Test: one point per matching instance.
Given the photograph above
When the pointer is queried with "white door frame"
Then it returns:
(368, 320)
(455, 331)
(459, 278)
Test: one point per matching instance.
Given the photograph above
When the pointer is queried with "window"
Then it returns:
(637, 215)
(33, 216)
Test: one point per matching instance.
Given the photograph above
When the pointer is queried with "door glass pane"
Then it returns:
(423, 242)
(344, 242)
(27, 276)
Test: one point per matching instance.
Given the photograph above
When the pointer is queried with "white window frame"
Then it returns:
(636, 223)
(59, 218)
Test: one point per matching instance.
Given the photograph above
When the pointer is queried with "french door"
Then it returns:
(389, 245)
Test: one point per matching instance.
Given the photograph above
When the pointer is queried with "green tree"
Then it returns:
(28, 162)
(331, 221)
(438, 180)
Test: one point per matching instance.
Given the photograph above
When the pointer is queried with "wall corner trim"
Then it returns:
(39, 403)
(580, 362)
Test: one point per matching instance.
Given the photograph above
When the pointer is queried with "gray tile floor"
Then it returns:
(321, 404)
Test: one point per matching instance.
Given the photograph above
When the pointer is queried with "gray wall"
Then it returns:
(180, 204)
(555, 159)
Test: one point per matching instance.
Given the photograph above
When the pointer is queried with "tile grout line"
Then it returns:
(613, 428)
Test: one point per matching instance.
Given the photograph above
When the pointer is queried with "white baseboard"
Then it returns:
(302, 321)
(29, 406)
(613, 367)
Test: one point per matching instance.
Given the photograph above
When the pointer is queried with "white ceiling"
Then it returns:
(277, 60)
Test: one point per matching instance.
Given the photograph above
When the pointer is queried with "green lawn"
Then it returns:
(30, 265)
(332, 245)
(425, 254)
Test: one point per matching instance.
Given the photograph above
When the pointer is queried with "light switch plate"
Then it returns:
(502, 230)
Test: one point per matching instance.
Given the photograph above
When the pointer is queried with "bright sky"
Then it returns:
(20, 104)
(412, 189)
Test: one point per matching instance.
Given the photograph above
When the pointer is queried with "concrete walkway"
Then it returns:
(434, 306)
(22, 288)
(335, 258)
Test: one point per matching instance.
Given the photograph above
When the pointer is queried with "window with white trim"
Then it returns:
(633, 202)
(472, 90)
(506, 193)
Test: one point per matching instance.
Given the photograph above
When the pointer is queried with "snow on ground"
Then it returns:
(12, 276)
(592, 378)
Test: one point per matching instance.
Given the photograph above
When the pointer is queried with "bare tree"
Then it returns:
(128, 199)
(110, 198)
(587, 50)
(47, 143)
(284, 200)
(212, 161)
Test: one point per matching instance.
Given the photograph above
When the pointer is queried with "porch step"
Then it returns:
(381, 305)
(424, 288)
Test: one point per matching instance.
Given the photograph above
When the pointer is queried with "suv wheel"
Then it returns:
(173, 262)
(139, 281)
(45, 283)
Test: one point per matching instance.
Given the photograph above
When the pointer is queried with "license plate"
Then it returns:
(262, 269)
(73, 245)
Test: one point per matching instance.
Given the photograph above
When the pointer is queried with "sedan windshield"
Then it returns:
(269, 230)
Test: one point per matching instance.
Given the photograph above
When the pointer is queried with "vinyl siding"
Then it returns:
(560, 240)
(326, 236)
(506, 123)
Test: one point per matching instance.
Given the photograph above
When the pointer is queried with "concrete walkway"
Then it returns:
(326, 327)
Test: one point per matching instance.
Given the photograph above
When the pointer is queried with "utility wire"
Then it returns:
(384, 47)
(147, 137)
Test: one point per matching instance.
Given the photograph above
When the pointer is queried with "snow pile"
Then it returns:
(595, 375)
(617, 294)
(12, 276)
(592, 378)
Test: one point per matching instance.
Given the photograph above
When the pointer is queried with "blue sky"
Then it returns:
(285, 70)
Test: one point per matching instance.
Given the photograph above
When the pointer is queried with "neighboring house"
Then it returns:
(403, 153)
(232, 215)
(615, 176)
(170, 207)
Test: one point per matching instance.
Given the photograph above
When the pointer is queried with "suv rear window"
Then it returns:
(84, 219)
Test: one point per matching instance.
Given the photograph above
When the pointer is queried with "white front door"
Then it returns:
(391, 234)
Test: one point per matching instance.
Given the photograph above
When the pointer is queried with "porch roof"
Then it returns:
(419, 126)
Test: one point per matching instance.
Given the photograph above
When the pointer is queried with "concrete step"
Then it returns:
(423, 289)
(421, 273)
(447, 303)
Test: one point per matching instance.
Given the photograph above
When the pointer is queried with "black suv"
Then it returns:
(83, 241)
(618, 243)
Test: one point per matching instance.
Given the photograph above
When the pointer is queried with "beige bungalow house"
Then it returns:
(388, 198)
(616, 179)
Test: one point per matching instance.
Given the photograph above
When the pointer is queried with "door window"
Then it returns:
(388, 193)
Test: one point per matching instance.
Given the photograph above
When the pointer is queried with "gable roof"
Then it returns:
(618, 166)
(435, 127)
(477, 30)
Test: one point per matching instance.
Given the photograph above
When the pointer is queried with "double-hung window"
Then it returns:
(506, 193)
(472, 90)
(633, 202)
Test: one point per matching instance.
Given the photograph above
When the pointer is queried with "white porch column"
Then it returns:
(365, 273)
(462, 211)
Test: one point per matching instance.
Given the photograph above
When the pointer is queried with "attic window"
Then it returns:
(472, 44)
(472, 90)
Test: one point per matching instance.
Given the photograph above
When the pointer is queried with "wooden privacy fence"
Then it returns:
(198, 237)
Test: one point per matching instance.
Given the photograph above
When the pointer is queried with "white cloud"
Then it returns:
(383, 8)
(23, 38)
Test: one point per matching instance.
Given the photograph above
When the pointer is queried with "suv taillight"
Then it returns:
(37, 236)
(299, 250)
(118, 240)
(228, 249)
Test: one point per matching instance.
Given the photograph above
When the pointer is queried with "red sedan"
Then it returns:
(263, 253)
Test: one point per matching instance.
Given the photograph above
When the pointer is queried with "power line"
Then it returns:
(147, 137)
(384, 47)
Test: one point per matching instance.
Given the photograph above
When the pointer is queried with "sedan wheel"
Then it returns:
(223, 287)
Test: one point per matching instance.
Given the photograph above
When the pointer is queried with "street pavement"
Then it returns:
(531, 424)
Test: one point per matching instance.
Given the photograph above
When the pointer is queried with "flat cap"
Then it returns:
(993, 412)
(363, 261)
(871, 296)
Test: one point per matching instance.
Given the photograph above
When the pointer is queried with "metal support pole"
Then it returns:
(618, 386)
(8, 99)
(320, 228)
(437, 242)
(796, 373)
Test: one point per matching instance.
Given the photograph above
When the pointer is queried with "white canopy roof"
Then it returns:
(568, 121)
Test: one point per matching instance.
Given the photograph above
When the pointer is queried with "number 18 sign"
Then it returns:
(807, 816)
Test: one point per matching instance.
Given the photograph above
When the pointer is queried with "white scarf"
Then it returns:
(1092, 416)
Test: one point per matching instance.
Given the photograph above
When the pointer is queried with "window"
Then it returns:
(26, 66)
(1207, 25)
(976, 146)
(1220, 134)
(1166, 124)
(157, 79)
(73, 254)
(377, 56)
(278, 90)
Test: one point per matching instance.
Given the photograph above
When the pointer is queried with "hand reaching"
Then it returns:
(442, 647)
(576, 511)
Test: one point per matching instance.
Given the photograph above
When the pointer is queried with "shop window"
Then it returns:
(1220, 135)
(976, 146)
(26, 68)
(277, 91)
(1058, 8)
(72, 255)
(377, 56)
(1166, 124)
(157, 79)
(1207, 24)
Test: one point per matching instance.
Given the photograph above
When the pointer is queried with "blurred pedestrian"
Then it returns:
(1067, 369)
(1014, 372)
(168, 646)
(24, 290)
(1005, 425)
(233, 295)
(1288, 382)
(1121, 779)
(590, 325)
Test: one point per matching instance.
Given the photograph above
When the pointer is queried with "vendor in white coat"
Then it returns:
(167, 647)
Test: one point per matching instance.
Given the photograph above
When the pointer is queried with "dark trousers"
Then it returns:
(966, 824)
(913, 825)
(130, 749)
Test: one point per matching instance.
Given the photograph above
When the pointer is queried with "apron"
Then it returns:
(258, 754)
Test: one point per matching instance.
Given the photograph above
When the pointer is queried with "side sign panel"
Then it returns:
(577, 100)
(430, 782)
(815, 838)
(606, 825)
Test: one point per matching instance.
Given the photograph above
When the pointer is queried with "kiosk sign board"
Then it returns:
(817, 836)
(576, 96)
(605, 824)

=== EXERCISE DIRECTIONS ===
Please collect every line in the items above that contains the word "door".

=== ANSWER FOR THE TASK ===
When the pointer is queried with "white door frame"
When the pointer is queried with "door glass pane"
When the pointer is queried with "french door"
When the pointer is queried with "white front door"
When the pointer is queried with "door window"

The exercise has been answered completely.